> Written problem a
Name every configuration file that the ScholarSphere setup instructions have you create by copying a sample file.

> Extract
Get the ScholarSphere code

git clone

Install gems

bundle install

Copy config samples

cp config/devise.yml.sample config/devise.yml
cp config/database.yml.sample config/database.yml
cp config/fedora.yml.sample config/fedora.yml
cp config/solr.yml.sample config/solr.yml
cp config/redis.yml.sample config/redis.yml
cp config/hydra-ldap.yml.sample config/hydra-ldap.yml

If you're using SQLite, a vanilla Redis installation, and the Hydra-Jetty Solr and Fedora components (see below), you should not need to tweak the database.yml, fedora.yml, solr.yml, or redis.yml files.

If you're planning to use LDAP for user account information and groups, you will need to know some information about your LDAP service, which will go into hydra-ldap.yml.

Create database

rake db:create

Generate a new secret token

rake scholarsphere:generate_secret

Migrate relational database

rake db:migrate

To use the built-in Fedora and Solr instances, get the bundled hydra-jetty, configure it, & fire it up

rake jetty:clean
rake sufia:jetty:config
rake jetty:start

Start the resque-pool workers (needed for characterization, audit, and resolrization services)

resque-pool --daemon --environment development start

Run the app server (the bundled app server is Unicorn)

rails server

Browse to http://localhost:3000/ and you should see ScholarSphere!

Usage Notes

Enabling Zotero integration

To enable integration with Zotero (more about that feature), here are the required steps:

  1. Register an OAuth client for ScholarSphere with Zotero. Note the client key and secret for later.

> Written problem b
Rewrite the listing, starting at its first line and ending at the line that contains "38 96 L 80 84", with "outline" changed to "polygon" and nothing else altered.

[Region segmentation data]
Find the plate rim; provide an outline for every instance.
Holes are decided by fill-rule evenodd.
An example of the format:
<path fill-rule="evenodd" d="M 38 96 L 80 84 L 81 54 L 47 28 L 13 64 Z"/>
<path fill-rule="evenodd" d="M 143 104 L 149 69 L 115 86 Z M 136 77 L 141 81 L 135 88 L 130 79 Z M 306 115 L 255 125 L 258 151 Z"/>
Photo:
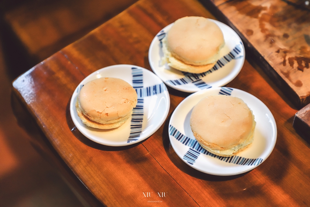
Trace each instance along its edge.
<path fill-rule="evenodd" d="M 182 101 L 181 101 L 181 102 L 180 102 L 180 103 L 178 105 L 177 107 L 176 107 L 175 109 L 175 110 L 174 110 L 173 112 L 172 113 L 172 114 L 171 115 L 171 117 L 170 118 L 170 119 L 169 120 L 169 126 L 172 126 L 171 124 L 171 120 L 172 120 L 173 118 L 174 118 L 174 116 L 176 115 L 175 115 L 175 113 L 177 113 L 177 112 L 178 110 L 177 110 L 177 109 L 178 109 L 179 107 L 181 107 L 182 105 L 184 104 L 184 103 L 185 103 L 187 101 L 188 101 L 188 99 L 190 98 L 189 98 L 189 97 L 192 97 L 193 96 L 195 96 L 197 95 L 199 95 L 199 94 L 203 94 L 206 93 L 207 93 L 209 91 L 220 90 L 220 89 L 222 88 L 227 88 L 227 87 L 218 87 L 213 88 L 209 89 L 205 89 L 203 90 L 198 91 L 195 93 L 194 93 L 191 94 L 189 96 L 188 96 L 186 98 L 182 100 Z M 172 146 L 174 150 L 175 151 L 175 153 L 178 155 L 178 156 L 179 158 L 180 159 L 181 159 L 183 162 L 184 162 L 188 165 L 190 166 L 191 167 L 194 168 L 194 169 L 195 169 L 201 172 L 202 173 L 206 173 L 206 174 L 208 174 L 211 175 L 214 175 L 220 176 L 229 176 L 235 175 L 236 175 L 240 174 L 250 171 L 254 169 L 255 168 L 256 168 L 258 166 L 261 164 L 263 162 L 265 161 L 268 158 L 268 157 L 269 157 L 269 156 L 270 155 L 270 154 L 271 154 L 271 153 L 273 151 L 273 149 L 274 148 L 274 147 L 276 145 L 276 143 L 277 142 L 277 126 L 276 123 L 276 122 L 275 119 L 274 119 L 274 117 L 273 116 L 273 115 L 272 114 L 272 113 L 271 113 L 271 112 L 270 110 L 269 110 L 269 108 L 268 108 L 268 107 L 267 107 L 267 106 L 266 106 L 266 105 L 264 103 L 264 102 L 263 102 L 261 100 L 260 100 L 258 98 L 257 98 L 255 96 L 251 94 L 250 93 L 248 92 L 247 92 L 246 91 L 243 91 L 243 90 L 241 90 L 240 89 L 238 89 L 237 88 L 232 88 L 231 87 L 229 87 L 229 88 L 232 88 L 233 90 L 236 90 L 237 91 L 240 91 L 242 92 L 245 93 L 245 94 L 246 94 L 247 95 L 250 95 L 250 97 L 254 97 L 254 98 L 255 98 L 255 99 L 259 101 L 259 102 L 260 103 L 260 104 L 262 104 L 264 106 L 264 107 L 265 108 L 265 109 L 267 109 L 267 110 L 268 110 L 268 111 L 270 113 L 270 114 L 271 115 L 271 116 L 270 118 L 271 119 L 272 121 L 272 123 L 273 124 L 272 125 L 273 126 L 273 128 L 274 129 L 274 135 L 273 136 L 273 137 L 272 138 L 272 140 L 271 144 L 270 145 L 266 146 L 266 148 L 268 148 L 268 149 L 269 149 L 268 151 L 268 153 L 267 153 L 266 154 L 266 155 L 264 156 L 263 159 L 262 160 L 262 162 L 260 163 L 259 164 L 258 164 L 258 165 L 252 165 L 251 167 L 249 168 L 248 169 L 245 169 L 244 170 L 241 170 L 238 172 L 233 172 L 232 173 L 212 173 L 212 172 L 210 173 L 210 172 L 207 172 L 207 171 L 202 170 L 201 169 L 199 169 L 196 166 L 194 165 L 190 165 L 189 163 L 188 163 L 187 162 L 185 161 L 184 159 L 183 159 L 182 157 L 183 157 L 183 155 L 181 155 L 179 154 L 179 153 L 178 151 L 178 149 L 175 149 L 176 147 L 176 146 L 174 146 L 173 145 L 174 144 L 173 144 L 173 142 L 171 140 L 173 140 L 174 141 L 174 140 L 175 139 L 175 138 L 174 138 L 174 139 L 173 138 L 174 138 L 174 137 L 173 137 L 172 136 L 170 135 L 170 133 L 169 133 L 169 129 L 170 129 L 170 127 L 168 128 L 168 132 L 169 136 L 169 141 L 170 141 L 170 143 L 171 144 L 171 146 Z M 225 167 L 225 166 L 224 166 L 224 167 Z"/>
<path fill-rule="evenodd" d="M 244 47 L 244 45 L 243 44 L 243 42 L 242 41 L 242 40 L 241 39 L 241 38 L 240 37 L 240 36 L 239 36 L 239 35 L 238 35 L 238 34 L 237 34 L 237 33 L 231 27 L 229 27 L 228 25 L 227 25 L 224 24 L 224 23 L 223 23 L 223 22 L 219 21 L 218 21 L 218 20 L 208 18 L 206 18 L 206 19 L 207 19 L 208 20 L 210 20 L 211 21 L 214 22 L 217 24 L 219 24 L 220 25 L 222 25 L 224 26 L 227 27 L 227 28 L 228 28 L 232 32 L 233 32 L 234 34 L 235 34 L 236 35 L 236 36 L 237 37 L 237 38 L 238 39 L 238 40 L 241 43 L 241 46 L 242 47 L 242 49 L 243 50 L 243 56 L 242 58 L 241 61 L 240 63 L 240 68 L 238 69 L 238 70 L 236 70 L 236 72 L 235 73 L 235 74 L 233 75 L 232 76 L 232 78 L 230 79 L 229 79 L 229 80 L 225 82 L 224 82 L 224 83 L 223 84 L 221 84 L 221 85 L 219 85 L 219 86 L 217 85 L 214 87 L 212 86 L 212 87 L 220 87 L 221 86 L 223 86 L 227 84 L 228 83 L 230 82 L 232 80 L 234 79 L 240 72 L 240 71 L 241 71 L 241 69 L 242 69 L 242 68 L 243 67 L 243 65 L 244 64 L 244 62 L 245 61 L 245 56 L 246 56 L 245 49 Z M 150 45 L 150 47 L 149 48 L 148 51 L 148 60 L 150 66 L 151 67 L 151 68 L 152 69 L 152 70 L 154 73 L 156 74 L 156 75 L 158 76 L 159 78 L 160 78 L 163 81 L 163 82 L 164 83 L 165 83 L 169 87 L 170 87 L 174 89 L 178 90 L 178 91 L 186 92 L 188 92 L 188 93 L 194 93 L 202 90 L 201 89 L 200 89 L 199 88 L 197 88 L 197 90 L 191 90 L 191 89 L 186 90 L 186 89 L 184 89 L 182 88 L 180 88 L 179 87 L 177 87 L 177 86 L 174 85 L 173 84 L 170 84 L 170 83 L 169 83 L 169 82 L 167 82 L 166 81 L 164 81 L 162 79 L 161 76 L 159 75 L 159 74 L 158 74 L 158 73 L 157 72 L 157 71 L 156 71 L 156 70 L 154 70 L 153 69 L 154 68 L 156 68 L 156 67 L 155 67 L 153 65 L 153 62 L 152 61 L 152 59 L 151 57 L 150 54 L 151 53 L 151 51 L 152 49 L 153 49 L 153 47 L 155 47 L 154 45 L 155 44 L 156 44 L 155 43 L 157 41 L 158 41 L 158 39 L 157 39 L 157 36 L 161 33 L 161 32 L 162 31 L 166 29 L 167 28 L 169 28 L 169 27 L 171 27 L 171 26 L 172 26 L 172 25 L 173 25 L 173 24 L 174 23 L 174 22 L 173 22 L 170 24 L 169 24 L 169 25 L 166 26 L 165 27 L 163 28 L 162 29 L 161 29 L 161 30 L 159 32 L 158 32 L 157 34 L 156 34 L 156 35 L 155 35 L 155 36 L 154 37 L 154 38 L 152 40 L 152 41 L 151 43 L 151 44 Z M 232 70 L 232 71 L 233 71 L 233 70 Z M 231 73 L 229 73 L 229 74 L 228 74 L 228 75 L 229 74 L 231 74 Z M 228 75 L 225 76 L 225 77 L 228 77 Z M 212 86 L 211 85 L 210 85 Z"/>
<path fill-rule="evenodd" d="M 74 95 L 74 94 L 75 93 L 76 91 L 78 89 L 78 88 L 80 87 L 80 86 L 81 85 L 81 84 L 82 83 L 83 81 L 85 81 L 85 80 L 87 79 L 88 78 L 89 78 L 89 77 L 94 76 L 97 74 L 98 74 L 98 72 L 101 72 L 101 71 L 104 71 L 105 70 L 109 69 L 111 68 L 113 68 L 113 67 L 130 67 L 131 68 L 132 67 L 135 67 L 141 68 L 142 69 L 142 70 L 144 71 L 147 71 L 146 72 L 149 73 L 149 74 L 150 74 L 151 75 L 154 76 L 154 77 L 155 78 L 154 79 L 157 79 L 159 81 L 163 83 L 164 84 L 165 84 L 165 83 L 163 82 L 162 81 L 162 80 L 161 79 L 159 78 L 159 77 L 158 77 L 157 75 L 156 75 L 156 74 L 154 74 L 152 72 L 152 71 L 149 70 L 148 70 L 145 68 L 144 68 L 143 67 L 141 67 L 140 66 L 138 66 L 137 65 L 134 65 L 126 64 L 120 64 L 113 65 L 110 65 L 109 66 L 105 67 L 102 68 L 98 69 L 98 70 L 97 70 L 93 72 L 92 73 L 91 73 L 91 74 L 89 74 L 87 76 L 85 77 L 81 81 L 78 83 L 78 84 L 77 86 L 75 88 L 74 90 L 73 91 L 73 92 L 71 96 L 71 98 L 70 99 L 70 105 L 69 106 L 70 116 L 71 117 L 71 118 L 72 120 L 73 121 L 73 124 L 74 124 L 74 126 L 76 128 L 78 129 L 78 131 L 80 132 L 81 132 L 83 135 L 84 135 L 84 136 L 85 136 L 87 138 L 91 140 L 93 142 L 94 142 L 97 143 L 98 143 L 98 144 L 105 145 L 106 146 L 127 146 L 128 145 L 130 145 L 135 144 L 136 144 L 136 143 L 141 142 L 142 141 L 143 141 L 143 140 L 144 140 L 145 139 L 146 139 L 148 137 L 151 136 L 153 134 L 154 134 L 155 132 L 156 132 L 158 130 L 158 129 L 160 128 L 160 127 L 162 126 L 162 124 L 165 122 L 165 120 L 166 120 L 167 117 L 168 116 L 168 115 L 169 112 L 169 110 L 170 108 L 170 95 L 169 94 L 169 92 L 168 91 L 168 90 L 166 90 L 165 91 L 164 91 L 163 92 L 163 93 L 166 93 L 165 95 L 167 96 L 167 98 L 166 99 L 167 106 L 166 108 L 165 109 L 165 113 L 163 115 L 162 118 L 160 120 L 160 121 L 159 121 L 158 122 L 158 124 L 157 125 L 156 125 L 154 127 L 154 128 L 152 130 L 150 131 L 150 132 L 149 132 L 149 133 L 146 134 L 145 135 L 144 135 L 144 137 L 143 138 L 141 139 L 140 138 L 137 140 L 136 140 L 135 141 L 133 141 L 132 142 L 126 142 L 126 143 L 125 142 L 123 143 L 122 142 L 120 143 L 116 142 L 116 143 L 115 144 L 111 144 L 109 143 L 107 143 L 106 142 L 100 142 L 100 141 L 99 141 L 98 140 L 93 139 L 91 137 L 89 137 L 88 135 L 87 135 L 87 133 L 85 133 L 85 132 L 84 131 L 84 130 L 83 130 L 83 129 L 80 129 L 80 128 L 79 128 L 79 126 L 77 126 L 77 125 L 78 125 L 78 124 L 77 124 L 77 123 L 76 123 L 76 122 L 77 122 L 78 121 L 76 120 L 75 118 L 75 117 L 74 117 L 74 115 L 73 114 L 73 113 L 74 113 L 74 112 L 73 111 L 76 110 L 75 106 L 75 101 L 74 100 L 73 100 Z M 96 78 L 94 79 L 96 79 Z M 128 83 L 129 84 L 130 84 L 132 86 L 132 83 Z M 147 121 L 147 120 L 146 120 L 146 121 Z M 142 131 L 142 132 L 143 132 L 143 131 Z M 140 134 L 140 135 L 142 134 L 142 133 L 141 133 Z"/>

> Complete answer a
devise.yml, database.yml, fedora.yml, solr.yml, redis.yml, hydra-ldap.yml

> Complete answer b
Find the plate rim; provide an polygon for every instance.
Holes are decided by fill-rule evenodd.
An example of the format:
<path fill-rule="evenodd" d="M 38 96 L 80 84 L 81 54 L 47 28 L 13 64 Z"/>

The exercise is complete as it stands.